Start of Exercise text

Faction represented in the Knesset
- 1988–1991: Alignment
- 1991–1999: Labor Party
- 1999: Center Party

Personal details
- Born: 23 September 1946 (age 78) Afula, Mandatory Palestine

= Hagai Meirom =

Israeli politician (born 1946)

Hagai Meirom (חגי מירום; born 23 September 1946) is an Israeli former politician who served as a member of the Knesset for the Alignment, Labor Party and the Center Party between 1988 and 1999.

==Biography==
Born in Afula during the Mandate era, Meirom served as general secretary of HaNoar HaOved VeHaLomed youth movement and studied law at Tel Aviv University, gaining an LLB, before working as a lawyer and agriculturalist. A member of Histadrut's executive, he also served on the union's high court and was a member of the Kibbutz Movement secretariat.

He was first elected to the Knesset in 1988 on the Alignment's list (the party was renamed the Labor Party in 1991). Re-elected in 1992, during his second term he chaired several key committees, including the House Committee, the Foreign Affairs and Defense Committee, and the Joint Committee for the Knesset Budget.

He retained his seat in the 1996 elections, and during his third term served as a Knesset Observer to NATO and chairman of the Israel-Italy Parliamentary Friendship League.

On 23 February 1999 he was one of two Labor Party MKs to break away and establish Israel in the Centre (later renamed the Centre Party), alongside four Likud MKs. For the 1999 elections he was placed tenth on the Centre Party list, but lost his seat as the party won only six seats.

End of Exercise text

## [Task instructions]
- 1) Decide whether each statement agrees with the Hagai Meirom biography, answering yes or no and quoting the deciding words: (a) Meirom studied law at Tel Aviv University. (b) He was placed sixth on the Centre Party list for the 1999 elections. (c) He first entered the Knesset in 1992.
- 2) Copy the passage of the Hagai Meirom biography starting at "Hagai Meirom (חגי" and ending at "the Knesset Budget.".

Start of Extracted material

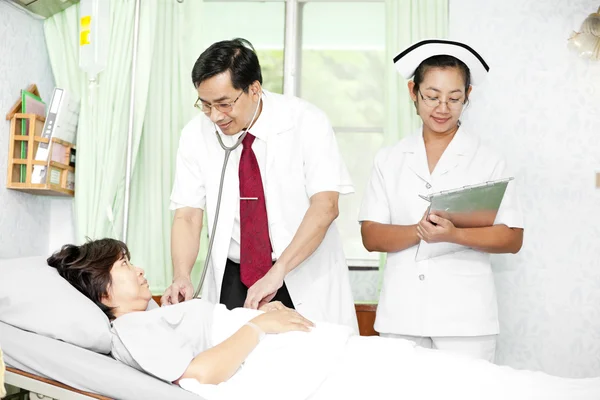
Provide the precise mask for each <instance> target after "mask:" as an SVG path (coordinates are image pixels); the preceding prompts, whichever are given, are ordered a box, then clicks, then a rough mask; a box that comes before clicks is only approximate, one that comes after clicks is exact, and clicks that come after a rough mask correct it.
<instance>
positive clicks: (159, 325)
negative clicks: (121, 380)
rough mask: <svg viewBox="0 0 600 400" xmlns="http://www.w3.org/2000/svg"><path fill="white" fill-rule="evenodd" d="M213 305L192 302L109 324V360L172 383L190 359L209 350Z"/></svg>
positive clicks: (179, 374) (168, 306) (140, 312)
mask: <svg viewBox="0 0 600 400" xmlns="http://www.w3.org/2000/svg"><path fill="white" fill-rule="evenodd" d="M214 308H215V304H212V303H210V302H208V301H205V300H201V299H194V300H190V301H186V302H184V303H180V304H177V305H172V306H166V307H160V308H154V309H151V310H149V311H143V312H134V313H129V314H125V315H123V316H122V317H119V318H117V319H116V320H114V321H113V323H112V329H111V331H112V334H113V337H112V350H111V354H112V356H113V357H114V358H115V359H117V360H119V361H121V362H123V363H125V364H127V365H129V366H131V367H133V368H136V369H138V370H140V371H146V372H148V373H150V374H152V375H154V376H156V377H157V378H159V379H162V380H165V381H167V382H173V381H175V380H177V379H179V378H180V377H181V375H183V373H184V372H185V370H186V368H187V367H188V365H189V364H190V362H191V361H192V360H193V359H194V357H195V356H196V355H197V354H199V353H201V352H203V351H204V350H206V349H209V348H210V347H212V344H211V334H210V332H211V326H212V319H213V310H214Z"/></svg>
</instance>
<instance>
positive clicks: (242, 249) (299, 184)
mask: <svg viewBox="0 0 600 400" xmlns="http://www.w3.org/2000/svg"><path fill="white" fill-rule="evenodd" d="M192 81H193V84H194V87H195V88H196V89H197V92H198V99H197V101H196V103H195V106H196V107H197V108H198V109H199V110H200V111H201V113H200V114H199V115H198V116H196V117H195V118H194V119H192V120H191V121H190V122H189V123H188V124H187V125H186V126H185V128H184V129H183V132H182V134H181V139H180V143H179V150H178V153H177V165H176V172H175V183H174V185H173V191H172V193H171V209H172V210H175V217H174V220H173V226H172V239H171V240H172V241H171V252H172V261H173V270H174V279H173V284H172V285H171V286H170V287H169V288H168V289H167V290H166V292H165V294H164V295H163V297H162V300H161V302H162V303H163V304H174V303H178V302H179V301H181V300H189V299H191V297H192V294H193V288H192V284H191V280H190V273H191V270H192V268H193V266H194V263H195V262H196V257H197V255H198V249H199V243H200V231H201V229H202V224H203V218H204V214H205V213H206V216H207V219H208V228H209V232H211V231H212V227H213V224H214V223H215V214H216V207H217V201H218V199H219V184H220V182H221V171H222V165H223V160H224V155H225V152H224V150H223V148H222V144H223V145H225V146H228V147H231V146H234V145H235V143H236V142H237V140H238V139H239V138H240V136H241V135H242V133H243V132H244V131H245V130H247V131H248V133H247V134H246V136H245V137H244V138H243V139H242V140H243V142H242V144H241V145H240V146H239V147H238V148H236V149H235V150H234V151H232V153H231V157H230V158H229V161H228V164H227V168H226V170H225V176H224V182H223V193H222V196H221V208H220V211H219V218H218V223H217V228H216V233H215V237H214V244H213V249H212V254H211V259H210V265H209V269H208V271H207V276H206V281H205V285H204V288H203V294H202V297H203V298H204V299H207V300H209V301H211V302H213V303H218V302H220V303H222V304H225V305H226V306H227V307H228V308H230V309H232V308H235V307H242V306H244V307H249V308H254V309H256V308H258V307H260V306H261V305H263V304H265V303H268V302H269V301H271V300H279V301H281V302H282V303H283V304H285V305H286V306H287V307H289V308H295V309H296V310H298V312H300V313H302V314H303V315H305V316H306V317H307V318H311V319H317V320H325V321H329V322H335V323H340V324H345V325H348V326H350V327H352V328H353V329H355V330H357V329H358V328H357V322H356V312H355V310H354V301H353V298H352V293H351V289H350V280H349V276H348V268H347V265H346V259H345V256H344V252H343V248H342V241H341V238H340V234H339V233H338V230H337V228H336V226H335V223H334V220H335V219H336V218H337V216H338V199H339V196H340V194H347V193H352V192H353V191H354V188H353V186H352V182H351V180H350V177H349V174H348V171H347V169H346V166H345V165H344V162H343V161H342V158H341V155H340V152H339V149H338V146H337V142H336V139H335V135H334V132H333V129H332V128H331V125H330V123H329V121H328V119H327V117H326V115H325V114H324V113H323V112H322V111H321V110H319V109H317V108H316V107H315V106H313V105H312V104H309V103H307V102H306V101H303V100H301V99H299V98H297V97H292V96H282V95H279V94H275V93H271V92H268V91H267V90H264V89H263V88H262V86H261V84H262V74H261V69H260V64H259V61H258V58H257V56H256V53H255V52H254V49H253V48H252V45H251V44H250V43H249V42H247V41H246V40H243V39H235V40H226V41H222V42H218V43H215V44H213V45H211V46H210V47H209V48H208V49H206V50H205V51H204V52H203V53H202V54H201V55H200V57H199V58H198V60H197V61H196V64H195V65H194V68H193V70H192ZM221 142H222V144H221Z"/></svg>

End of Extracted material

## [Task results]
- 1)
(a) Yes: "studied law at Tel Aviv University, gaining an LLB"
(b) No: "he was placed tenth on the Centre Party list"
(c) No: "He was first elected to the Knesset in 1988"

- 2)
Hagai Meirom (חגי מירום; born 23 September 1946) is an Israeli former politician who served as a member of the Knesset for the Alignment, Labor Party and the Center Party between 1988 and 1999.

==Biography==
Born in Afula during the Mandate era, Meirom served as general secretary of HaNoar HaOved VeHaLomed youth movement and studied law at Tel Aviv University, gaining an LLB, before working as a lawyer and agriculturalist. A member of Histadrut's executive, he also served on the union's high court and was a member of the Kibbutz Movement secretariat.

He was first elected to the Knesset in 1988 on the Alignment's list (the party was renamed the Labor Party in 1991). Re-elected in 1992, during his second term he chaired several key committees, including the House Committee, the Foreign Affairs and Defense Committee, and the Joint Committee for the Knesset Budget.